» WHAT TO PRODUCE: Below are the records to transcribe exactly; do not include any images.

» THE DATA:
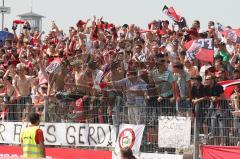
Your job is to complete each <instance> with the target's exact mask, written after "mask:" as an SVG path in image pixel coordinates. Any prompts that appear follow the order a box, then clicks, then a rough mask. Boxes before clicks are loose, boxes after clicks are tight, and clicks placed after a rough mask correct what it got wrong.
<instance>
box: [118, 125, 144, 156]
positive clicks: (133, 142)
mask: <svg viewBox="0 0 240 159" xmlns="http://www.w3.org/2000/svg"><path fill="white" fill-rule="evenodd" d="M144 128H145V125H131V124H121V125H120V127H119V134H118V138H117V143H116V147H115V151H114V152H115V154H117V155H119V154H120V149H121V148H124V147H130V148H131V149H132V151H133V153H134V154H136V153H138V152H139V149H140V145H141V142H142V136H143V131H144ZM118 157H119V156H116V157H115V158H118Z"/></svg>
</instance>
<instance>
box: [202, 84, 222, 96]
mask: <svg viewBox="0 0 240 159" xmlns="http://www.w3.org/2000/svg"><path fill="white" fill-rule="evenodd" d="M205 90H206V93H207V96H215V97H220V95H221V94H222V93H223V92H224V90H223V87H222V86H221V85H219V84H217V83H215V84H214V85H213V87H212V88H211V87H209V86H206V87H205Z"/></svg>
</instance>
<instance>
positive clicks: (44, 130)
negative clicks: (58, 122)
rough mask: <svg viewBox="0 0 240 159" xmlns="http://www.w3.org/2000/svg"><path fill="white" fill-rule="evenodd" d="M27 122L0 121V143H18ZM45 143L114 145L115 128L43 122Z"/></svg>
mask: <svg viewBox="0 0 240 159" xmlns="http://www.w3.org/2000/svg"><path fill="white" fill-rule="evenodd" d="M27 125H28V124H27V123H22V122H3V123H0V143H12V144H19V143H20V134H21V131H22V130H23V128H26V127H27ZM40 128H41V129H42V130H43V134H44V138H45V142H44V143H45V145H63V146H70V145H74V146H97V147H115V144H116V143H115V140H116V129H115V127H114V126H112V125H108V124H80V123H44V124H43V125H40Z"/></svg>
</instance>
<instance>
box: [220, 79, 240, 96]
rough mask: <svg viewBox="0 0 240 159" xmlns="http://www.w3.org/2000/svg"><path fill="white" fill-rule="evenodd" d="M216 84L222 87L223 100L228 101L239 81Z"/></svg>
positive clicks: (236, 86)
mask: <svg viewBox="0 0 240 159" xmlns="http://www.w3.org/2000/svg"><path fill="white" fill-rule="evenodd" d="M218 84H220V85H222V86H223V89H224V94H225V98H226V99H229V98H230V97H231V95H232V94H233V91H234V89H235V88H236V87H237V85H238V84H240V79H237V80H227V81H221V82H218Z"/></svg>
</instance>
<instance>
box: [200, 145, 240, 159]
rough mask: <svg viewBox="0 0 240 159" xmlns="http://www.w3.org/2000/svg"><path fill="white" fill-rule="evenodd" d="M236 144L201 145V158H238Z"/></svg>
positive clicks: (236, 147)
mask: <svg viewBox="0 0 240 159" xmlns="http://www.w3.org/2000/svg"><path fill="white" fill-rule="evenodd" d="M239 158H240V147H238V146H208V145H203V146H202V159H239Z"/></svg>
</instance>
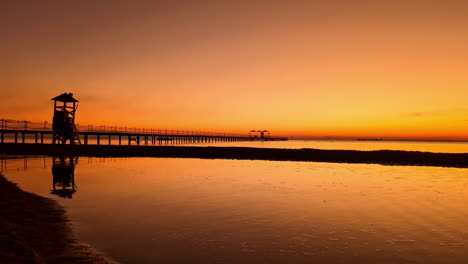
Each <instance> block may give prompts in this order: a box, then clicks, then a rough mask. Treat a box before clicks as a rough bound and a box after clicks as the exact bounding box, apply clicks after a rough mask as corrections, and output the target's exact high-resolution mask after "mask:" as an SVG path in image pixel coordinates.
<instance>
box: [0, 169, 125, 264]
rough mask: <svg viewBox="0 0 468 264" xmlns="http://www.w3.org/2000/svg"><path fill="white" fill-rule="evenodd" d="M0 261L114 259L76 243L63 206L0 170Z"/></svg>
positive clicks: (25, 262) (92, 260)
mask: <svg viewBox="0 0 468 264" xmlns="http://www.w3.org/2000/svg"><path fill="white" fill-rule="evenodd" d="M0 263H11V264H14V263H31V264H43V263H57V264H58V263H69V264H75V263H76V264H78V263H81V264H83V263H84V264H111V263H116V262H113V261H111V260H109V259H108V258H106V257H105V256H103V255H101V254H99V253H97V252H96V251H95V250H94V249H93V248H92V247H91V246H90V245H87V244H82V243H79V242H78V240H77V239H76V237H75V236H74V235H73V231H72V227H71V223H70V220H69V218H68V217H67V215H66V212H65V210H64V209H63V208H62V207H61V206H60V205H59V204H58V203H57V202H56V201H54V200H52V199H48V198H45V197H42V196H39V195H36V194H33V193H29V192H25V191H23V190H21V189H20V188H19V187H18V186H17V185H16V184H14V183H12V182H10V181H8V180H7V179H6V177H5V176H4V175H3V174H2V173H1V172H0Z"/></svg>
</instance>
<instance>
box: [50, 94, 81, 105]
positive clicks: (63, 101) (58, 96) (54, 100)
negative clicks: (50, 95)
mask: <svg viewBox="0 0 468 264" xmlns="http://www.w3.org/2000/svg"><path fill="white" fill-rule="evenodd" d="M50 100H54V101H59V102H66V103H68V102H78V100H76V99H75V98H73V93H63V94H61V95H59V96H56V97H54V98H52V99H50Z"/></svg>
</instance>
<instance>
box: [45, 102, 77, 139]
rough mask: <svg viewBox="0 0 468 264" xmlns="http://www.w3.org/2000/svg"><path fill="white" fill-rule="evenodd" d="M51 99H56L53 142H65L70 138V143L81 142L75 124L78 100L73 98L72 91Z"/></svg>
mask: <svg viewBox="0 0 468 264" xmlns="http://www.w3.org/2000/svg"><path fill="white" fill-rule="evenodd" d="M51 100H53V101H54V117H53V119H52V130H53V135H52V144H56V143H57V142H58V143H60V144H65V143H66V142H67V141H68V140H70V144H75V142H76V143H78V144H80V143H81V142H80V139H79V137H78V132H77V130H76V126H75V113H76V109H77V108H78V105H77V102H78V100H76V99H75V98H73V94H72V93H63V94H61V95H59V96H56V97H54V98H52V99H51ZM70 103H71V104H70ZM67 104H68V105H67Z"/></svg>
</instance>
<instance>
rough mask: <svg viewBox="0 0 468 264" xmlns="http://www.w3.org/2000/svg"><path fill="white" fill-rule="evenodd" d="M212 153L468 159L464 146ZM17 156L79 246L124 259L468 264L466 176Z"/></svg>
mask: <svg viewBox="0 0 468 264" xmlns="http://www.w3.org/2000/svg"><path fill="white" fill-rule="evenodd" d="M193 145H196V146H202V145H206V144H193ZM209 145H215V146H243V147H262V148H317V149H356V150H380V149H393V150H409V151H430V152H446V153H468V144H467V143H463V142H411V141H404V142H396V141H296V140H291V141H278V142H234V143H233V142H225V143H210V144H209ZM10 157H11V156H10ZM14 158H15V159H7V160H1V161H0V162H1V163H0V165H1V166H0V169H1V171H2V173H3V174H4V175H5V176H6V178H7V179H9V180H10V181H12V182H14V183H17V184H18V185H19V187H20V188H22V189H23V190H25V191H28V192H32V193H35V194H38V195H41V196H44V197H48V198H51V199H54V200H56V201H57V202H58V203H59V204H60V205H62V206H63V207H64V208H65V209H66V212H67V214H68V216H69V217H70V219H71V223H72V226H73V232H74V233H75V235H76V236H77V237H78V238H79V239H80V241H82V242H84V243H88V244H90V245H92V246H93V247H94V248H96V250H98V251H99V252H101V253H103V254H105V255H106V256H108V257H109V258H111V259H113V260H115V261H117V262H120V263H135V264H137V263H138V264H145V263H252V264H253V263H255V264H260V263H278V264H279V263H332V264H333V263H369V264H370V263H372V264H375V263H379V264H380V263H421V264H422V263H424V264H427V263H466V262H467V261H468V207H467V206H466V204H467V202H468V169H463V168H444V167H425V166H388V165H377V164H347V163H326V162H291V161H264V160H222V159H192V158H190V159H189V158H95V157H45V156H14Z"/></svg>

» REPLY TO THE EXERCISE:
Your job is to complete each <instance> with the target's exact mask, written after "mask:" as an SVG path in image pixel coordinates. Any prompts that appear follow the order a box, then clicks, then a rough mask. Boxes before clicks are loose, boxes after clicks are tight, and clicks placed after a rough mask correct what it got wrong.
<instance>
box: [118, 125, 144, 156]
positive clicks: (133, 142)
mask: <svg viewBox="0 0 240 159" xmlns="http://www.w3.org/2000/svg"><path fill="white" fill-rule="evenodd" d="M144 128H145V125H131V124H121V125H120V127H119V134H118V138H117V143H116V147H115V151H114V152H115V154H117V155H119V154H120V149H121V148H124V147H130V148H131V149H132V151H133V153H134V154H136V153H138V152H139V149H140V145H141V142H142V136H143V131H144ZM118 157H119V156H116V157H115V158H118Z"/></svg>
</instance>
<instance>
box: [202, 84, 222, 96]
mask: <svg viewBox="0 0 240 159" xmlns="http://www.w3.org/2000/svg"><path fill="white" fill-rule="evenodd" d="M205 90H206V93H207V96H215V97H220V95H221V94H222V93H223V92H224V90H223V87H222V86H221V85H219V84H217V83H215V84H214V85H213V87H212V88H211V87H209V86H206V87H205Z"/></svg>
</instance>
<instance>
positive clicks: (44, 130)
negative clicks: (58, 122)
rough mask: <svg viewBox="0 0 240 159" xmlns="http://www.w3.org/2000/svg"><path fill="white" fill-rule="evenodd" d="M27 122L0 121V143H18ZM45 143L114 145L115 128L43 122Z"/></svg>
mask: <svg viewBox="0 0 240 159" xmlns="http://www.w3.org/2000/svg"><path fill="white" fill-rule="evenodd" d="M27 125H28V124H27V123H22V122H3V123H0V143H12V144H19V143H20V134H21V131H22V130H23V128H26V127H27ZM40 128H41V129H42V130H43V134H44V138H45V142H44V143H45V145H63V146H70V145H74V146H97V147H115V144H116V143H115V140H116V129H115V127H114V126H112V125H108V124H80V123H44V124H43V125H40Z"/></svg>
</instance>
<instance>
box: [220, 79, 240, 96]
rough mask: <svg viewBox="0 0 240 159" xmlns="http://www.w3.org/2000/svg"><path fill="white" fill-rule="evenodd" d="M216 84L222 87L223 100L228 101L239 81Z"/></svg>
positive clicks: (236, 86)
mask: <svg viewBox="0 0 240 159" xmlns="http://www.w3.org/2000/svg"><path fill="white" fill-rule="evenodd" d="M218 84H220V85H222V86H223V89H224V94H225V98H226V99H229V98H230V97H231V95H232V94H233V91H234V89H235V88H236V87H237V85H238V84H240V79H237V80H227V81H221V82H218Z"/></svg>
</instance>
<instance>
box: [200, 145, 240, 159]
rough mask: <svg viewBox="0 0 240 159" xmlns="http://www.w3.org/2000/svg"><path fill="white" fill-rule="evenodd" d="M236 144L201 145V158H238Z"/></svg>
positive clicks: (236, 147)
mask: <svg viewBox="0 0 240 159" xmlns="http://www.w3.org/2000/svg"><path fill="white" fill-rule="evenodd" d="M239 158H240V147H238V146H208V145H203V146H202V159H239Z"/></svg>
</instance>
Each <instance> block may give prompts in this order: a box, then clicks, then a rough mask. Treat a box before clicks as a rough bound and a box after clicks as the exact bounding box, apply clicks after a rough mask as corrections, and output the target's exact high-resolution mask after "mask:" as an SVG path in image pixel coordinates.
<instance>
box: [0, 169, 125, 264]
rough mask: <svg viewBox="0 0 468 264" xmlns="http://www.w3.org/2000/svg"><path fill="white" fill-rule="evenodd" d="M0 261L114 259L76 243L63 206L0 170Z"/></svg>
positive clicks: (25, 262) (92, 260)
mask: <svg viewBox="0 0 468 264" xmlns="http://www.w3.org/2000/svg"><path fill="white" fill-rule="evenodd" d="M0 263H11V264H14V263H31V264H43V263H57V264H58V263H69V264H75V263H76V264H78V263H81V264H83V263H84V264H111V263H116V262H113V261H111V260H109V259H108V258H106V257H105V256H103V255H101V254H99V253H97V252H96V251H95V250H94V249H93V248H92V247H91V246H90V245H87V244H82V243H79V242H78V240H77V239H76V237H75V236H74V235H73V231H72V227H71V223H70V220H69V218H68V217H67V215H66V212H65V210H64V209H63V208H62V207H61V206H60V205H59V204H58V203H57V202H56V201H54V200H52V199H48V198H45V197H42V196H39V195H36V194H33V193H29V192H25V191H23V190H21V189H20V188H19V187H18V186H17V185H16V184H14V183H12V182H10V181H8V180H7V179H6V177H5V176H4V175H3V174H2V173H1V172H0Z"/></svg>
</instance>
<instance>
box: [50, 94, 81, 105]
positive clicks: (63, 101) (58, 96) (54, 100)
negative clicks: (50, 95)
mask: <svg viewBox="0 0 468 264" xmlns="http://www.w3.org/2000/svg"><path fill="white" fill-rule="evenodd" d="M50 100H54V101H59V102H66V103H68V102H78V100H76V99H75V98H73V93H63V94H61V95H59V96H56V97H54V98H52V99H50Z"/></svg>
</instance>
<instance>
box: [45, 102, 77, 139]
rough mask: <svg viewBox="0 0 468 264" xmlns="http://www.w3.org/2000/svg"><path fill="white" fill-rule="evenodd" d="M51 99H56L53 142H65L70 138V143L81 142L75 124L78 100L73 98L72 91Z"/></svg>
mask: <svg viewBox="0 0 468 264" xmlns="http://www.w3.org/2000/svg"><path fill="white" fill-rule="evenodd" d="M51 100H53V101H54V117H53V119H52V130H53V135H52V144H56V143H57V142H58V143H60V144H65V143H66V142H67V141H68V140H70V144H75V142H76V143H78V144H80V143H81V142H80V139H79V137H78V132H77V130H76V126H75V113H76V109H77V108H78V105H77V102H78V100H76V99H75V98H73V94H72V93H63V94H61V95H59V96H56V97H54V98H52V99H51ZM70 103H71V104H70ZM67 104H68V105H67Z"/></svg>
</instance>
<instance>
rough mask: <svg viewBox="0 0 468 264" xmlns="http://www.w3.org/2000/svg"><path fill="white" fill-rule="evenodd" d="M212 153L468 159L464 146ZM17 156L79 246L124 259L468 264L466 176Z"/></svg>
mask: <svg viewBox="0 0 468 264" xmlns="http://www.w3.org/2000/svg"><path fill="white" fill-rule="evenodd" d="M193 145H196V146H202V145H206V144H193ZM209 145H215V146H243V147H262V148H317V149H356V150H380V149H393V150H409V151H430V152H446V153H468V144H467V143H463V142H411V141H404V142H396V141H296V140H291V141H278V142H234V143H233V142H225V143H210V144H209ZM10 157H11V156H10ZM14 158H15V159H7V160H1V161H0V162H1V163H0V165H1V166H0V169H1V171H2V173H3V174H4V175H5V176H6V178H7V179H9V180H10V181H12V182H14V183H17V184H18V185H19V187H20V188H22V189H23V190H25V191H28V192H32V193H35V194H38V195H41V196H44V197H48V198H51V199H54V200H56V201H57V202H58V203H59V204H60V205H62V206H63V207H64V208H65V209H66V212H67V214H68V216H69V217H70V219H71V223H72V226H73V232H74V233H75V235H76V236H77V237H78V238H79V239H80V241H82V242H84V243H88V244H90V245H92V246H93V247H94V248H96V250H98V251H99V252H101V253H103V254H105V255H106V256H108V257H109V258H111V259H113V260H115V261H117V262H120V263H135V264H137V263H138V264H145V263H252V264H253V263H255V264H260V263H278V264H279V263H332V264H333V263H369V264H370V263H372V264H375V263H379V264H380V263H421V264H422V263H424V264H427V263H466V262H467V261H468V207H467V206H466V204H467V202H468V169H463V168H444V167H425V166H388V165H377V164H347V163H326V162H291V161H264V160H222V159H192V158H190V159H189V158H95V157H45V156H14Z"/></svg>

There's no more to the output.